Ingrid Van Keilegom received her PhD in Statistics in 1998 from Limburgs Universitair Centrum (now called Hasselt University) in Belgium. She is, since 2016, professor of statistics at KU Leuven. Previously she was a professor at Pennsylvania State University, Eindhoven University of Technology (Netherlands), and UCLouvain in Belgium, where she still has a part-time position today. Ingrid’s research interests include survival analysis (cure models, dependent censoring, instrumental regression with censored data), semi- and nonparametric regression, measurement error problems, quantile regression, among others. Ingrid received an honorary doctorate from the University of A Coruña (Spain) in 2022; she is an elected member of the Royal Flemish Academy of Belgium for Science and the Arts since 2021; and she is a Fellow of the American Statistical Association (2013) and of the IMS (2008). She has been joint editor of the Journal of the Royal Statistical Society–Series B (2012–15), and is currently Associate Editor of the Journal of the American Statistical Association, the Annals of Statistics, Biometrika, the Annual Review of Statistics and Its Application, and the Electronic Journal of Statistics. She has been holder of a Starting Grant and an Advanced Grant of the European Research Council.

This Medallion Lecture will be given at the Joint Statistical Meetings in Toronto, August 5–10, 2023.

▶ ENTRIES PROVIDED
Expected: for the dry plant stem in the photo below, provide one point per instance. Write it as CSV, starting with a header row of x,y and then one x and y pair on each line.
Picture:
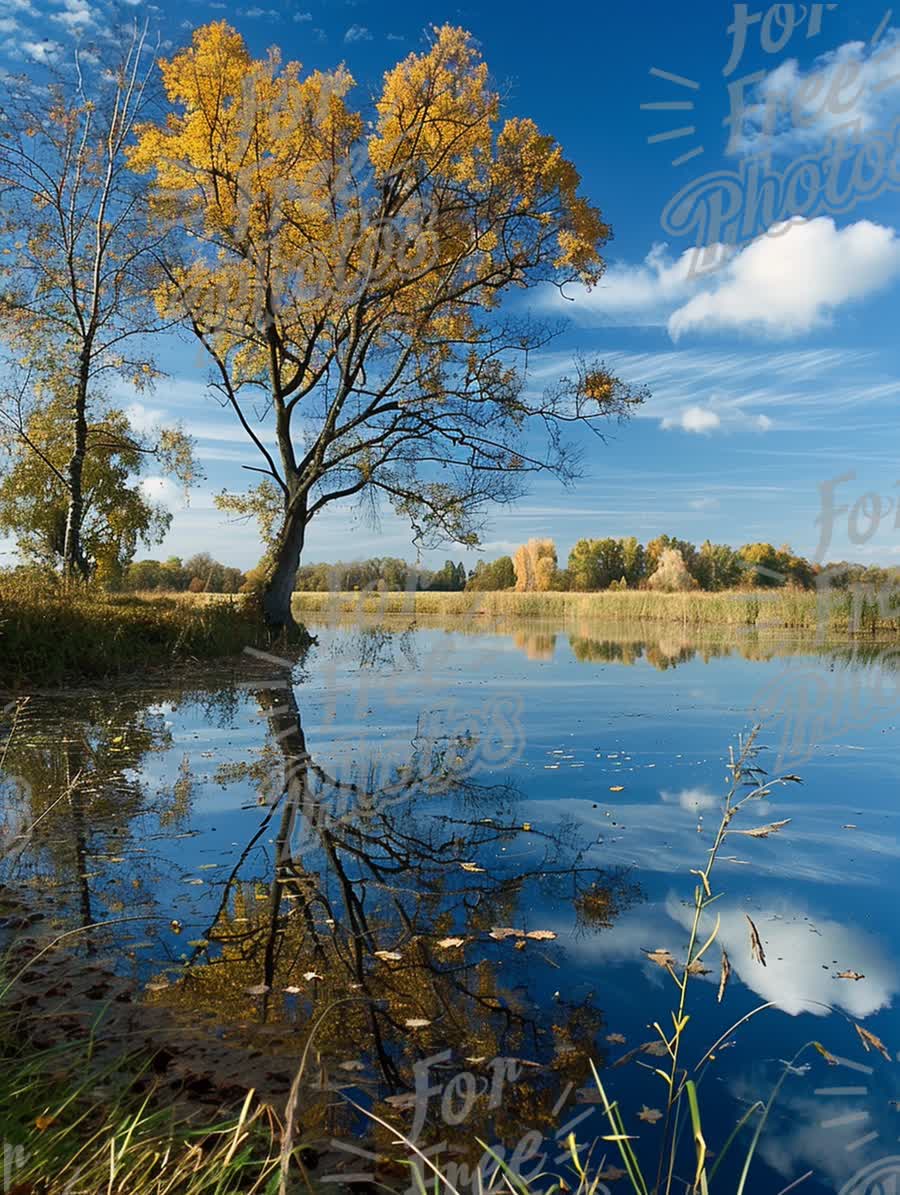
x,y
703,898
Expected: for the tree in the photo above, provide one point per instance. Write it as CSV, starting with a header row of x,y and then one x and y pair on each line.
x,y
595,563
493,576
35,496
536,565
353,277
74,292
717,567
671,575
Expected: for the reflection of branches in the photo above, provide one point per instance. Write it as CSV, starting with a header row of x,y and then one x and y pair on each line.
x,y
390,902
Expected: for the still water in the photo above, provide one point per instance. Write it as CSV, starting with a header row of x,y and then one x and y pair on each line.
x,y
440,856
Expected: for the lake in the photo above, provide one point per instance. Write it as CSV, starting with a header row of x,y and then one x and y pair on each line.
x,y
441,860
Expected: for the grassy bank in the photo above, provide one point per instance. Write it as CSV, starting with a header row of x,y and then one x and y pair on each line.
x,y
49,638
761,610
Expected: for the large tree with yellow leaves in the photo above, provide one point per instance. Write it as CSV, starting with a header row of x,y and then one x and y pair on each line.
x,y
346,276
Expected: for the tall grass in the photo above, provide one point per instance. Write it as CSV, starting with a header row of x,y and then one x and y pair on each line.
x,y
49,637
763,608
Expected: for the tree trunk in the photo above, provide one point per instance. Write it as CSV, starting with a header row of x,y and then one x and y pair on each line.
x,y
279,586
73,561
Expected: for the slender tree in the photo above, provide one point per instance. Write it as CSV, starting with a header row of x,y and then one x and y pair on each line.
x,y
348,275
75,249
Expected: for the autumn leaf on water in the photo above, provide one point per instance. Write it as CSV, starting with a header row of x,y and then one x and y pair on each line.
x,y
763,831
650,1115
611,1175
871,1042
724,974
757,950
661,957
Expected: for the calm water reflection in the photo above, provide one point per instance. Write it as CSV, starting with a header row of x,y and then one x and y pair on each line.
x,y
442,852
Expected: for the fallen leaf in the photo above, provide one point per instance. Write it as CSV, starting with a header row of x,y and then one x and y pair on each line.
x,y
724,974
763,831
650,1115
871,1042
611,1175
757,950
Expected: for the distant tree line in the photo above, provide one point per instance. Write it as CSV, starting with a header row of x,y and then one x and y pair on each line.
x,y
199,574
666,564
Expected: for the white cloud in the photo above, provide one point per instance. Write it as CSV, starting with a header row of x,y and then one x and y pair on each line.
x,y
790,109
75,17
789,285
163,490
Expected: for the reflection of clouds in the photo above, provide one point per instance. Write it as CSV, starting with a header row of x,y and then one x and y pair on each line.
x,y
661,837
693,800
800,948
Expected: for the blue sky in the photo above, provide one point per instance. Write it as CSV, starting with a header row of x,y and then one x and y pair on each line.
x,y
770,375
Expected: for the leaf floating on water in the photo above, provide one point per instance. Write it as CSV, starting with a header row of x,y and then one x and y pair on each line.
x,y
763,831
611,1175
871,1042
724,974
826,1054
650,1115
757,950
661,957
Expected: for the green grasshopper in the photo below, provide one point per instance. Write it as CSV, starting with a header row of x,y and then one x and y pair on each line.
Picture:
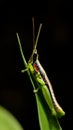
x,y
39,75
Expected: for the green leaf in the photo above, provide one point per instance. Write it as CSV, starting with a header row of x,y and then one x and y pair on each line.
x,y
46,120
8,121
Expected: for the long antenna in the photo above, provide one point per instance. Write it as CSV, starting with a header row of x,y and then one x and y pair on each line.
x,y
35,41
33,31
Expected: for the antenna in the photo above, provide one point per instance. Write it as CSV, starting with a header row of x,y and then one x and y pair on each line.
x,y
35,41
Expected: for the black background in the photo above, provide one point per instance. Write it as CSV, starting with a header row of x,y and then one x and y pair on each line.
x,y
55,54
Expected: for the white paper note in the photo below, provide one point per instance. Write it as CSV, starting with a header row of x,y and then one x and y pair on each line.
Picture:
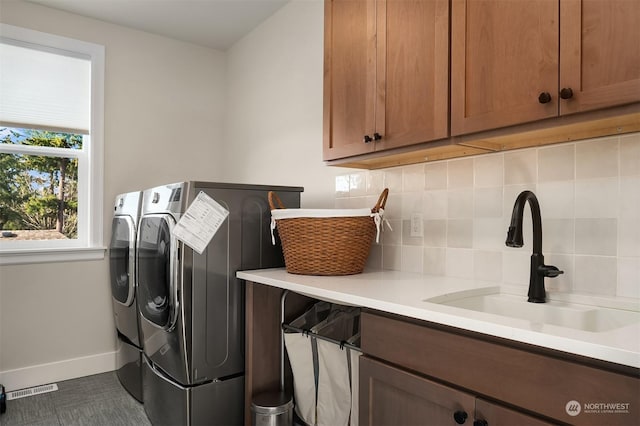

▶ PROMPT 1
According to the biographical text about Ingrid Van Keilegom, in what year did she become professor of statistics at KU Leuven?
▶ PROMPT 2
Carry on the biographical text about Ingrid Van Keilegom from the place where it stops.
You can complete this without consulting the records.

▶ EXERCISE RESULT 1
2016.

▶ EXERCISE RESULT 2
 

Copula-based Cox proportional hazards model for dependent censoring

In survival analysis it is commonly assumed that the time to the event of interest (survival time) and the right censoring time are independent. This is often satisfied in practice, for example, in the case of administrative censoring or when censoring happens because of reasons that are unrelated to the event of interest. There are however numerous situations in practice in which this assumption might be violated. Consider, for example, the case where the patient leaves the study for reasons relating to their health, or where they die of another related disease. In such cases it is important to take the dependence between the survival time (T) and censoring time (C) into account in the model.

The seminal paper by Tsiatis (1975) shows that the bivariate distribution of T and C is not identifiable in a completely nonparametric setting. Parametric or semiparametric assumptions are therefore necessary to make the model identifiable. In this talk we will start by reviewing the existing literature on this topic, both in the case with and without covariates. A popular approach is to work with copulas, which allows one to model the marginal laws of T and C separately from the relation between T and C. Most papers in the literature assume however that the copula is fully known, which is often unrealistic in practice. The approaches in these papers can be used for sensitivity analyses, but are often not useful for point estimation. The assumption of a known copula can however be overcome in many cases.

We will discuss first the case without covariates, for which we develop a fully parametric copula-based model, that is identifiable under certain conditions on the copula and the margins. These conditions are then checked for a wide range of common copulas and marginals.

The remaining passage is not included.